Given data =
-*-*-

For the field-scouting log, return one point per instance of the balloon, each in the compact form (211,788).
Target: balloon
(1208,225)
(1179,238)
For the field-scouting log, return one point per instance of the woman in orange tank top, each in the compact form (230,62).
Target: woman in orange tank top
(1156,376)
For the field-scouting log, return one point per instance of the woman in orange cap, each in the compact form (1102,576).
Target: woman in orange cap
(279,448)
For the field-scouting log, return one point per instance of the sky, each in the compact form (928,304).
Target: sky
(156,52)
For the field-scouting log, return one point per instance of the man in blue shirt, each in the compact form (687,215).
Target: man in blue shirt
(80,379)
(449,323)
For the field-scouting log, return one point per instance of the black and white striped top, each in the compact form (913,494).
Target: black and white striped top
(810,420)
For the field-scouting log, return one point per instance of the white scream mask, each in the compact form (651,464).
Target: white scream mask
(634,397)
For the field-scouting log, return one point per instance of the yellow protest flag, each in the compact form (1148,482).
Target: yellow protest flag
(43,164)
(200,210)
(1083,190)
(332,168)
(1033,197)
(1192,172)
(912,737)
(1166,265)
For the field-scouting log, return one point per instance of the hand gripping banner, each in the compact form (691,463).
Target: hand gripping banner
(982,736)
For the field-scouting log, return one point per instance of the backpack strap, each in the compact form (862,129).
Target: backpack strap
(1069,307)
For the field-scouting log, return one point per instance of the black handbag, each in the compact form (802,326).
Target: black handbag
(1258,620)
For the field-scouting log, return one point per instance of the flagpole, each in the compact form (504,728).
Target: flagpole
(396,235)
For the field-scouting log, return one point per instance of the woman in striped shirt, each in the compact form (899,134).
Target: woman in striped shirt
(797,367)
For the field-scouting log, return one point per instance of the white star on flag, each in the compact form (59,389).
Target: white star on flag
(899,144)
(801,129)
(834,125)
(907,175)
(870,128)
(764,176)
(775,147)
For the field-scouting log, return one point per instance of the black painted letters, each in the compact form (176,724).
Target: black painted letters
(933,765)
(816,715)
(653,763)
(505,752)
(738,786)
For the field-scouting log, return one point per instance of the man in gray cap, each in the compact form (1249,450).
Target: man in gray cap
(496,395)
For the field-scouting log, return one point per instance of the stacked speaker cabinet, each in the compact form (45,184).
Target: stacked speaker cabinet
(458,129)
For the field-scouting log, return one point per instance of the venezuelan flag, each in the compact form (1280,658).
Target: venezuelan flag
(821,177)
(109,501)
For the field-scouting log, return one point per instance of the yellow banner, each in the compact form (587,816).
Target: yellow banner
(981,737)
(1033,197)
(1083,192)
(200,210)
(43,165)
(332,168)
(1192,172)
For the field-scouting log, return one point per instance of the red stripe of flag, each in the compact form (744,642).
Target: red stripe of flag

-*-*-

The task =
From the material above, copy exactly the lines between the line holding "Target: hand gripping banner" and the line holding "compact form (59,389).", inclusive, and only those.

Problem solution =
Target: hand gripping banner
(982,736)
For the field-scouting log, return one point per instance of the backpack strap, each in the compact form (862,129).
Target: backpack strap
(1069,307)
For the field-scouting log, return one point per instance of the black handbag, each in the compact form (802,326).
Target: black handbag
(1258,620)
For the field-scouting log, return one point per instance of the flagpole, each in the compact form (504,728).
Target: flagpole
(396,235)
For the field-scouting log, return one point per instance of the woman in striped shirt, each in the compact form (899,134).
Target: woman in striped shirt
(797,367)
For the field-scouting log, return one point per instance of the white star on flag, each in the compact form (59,389).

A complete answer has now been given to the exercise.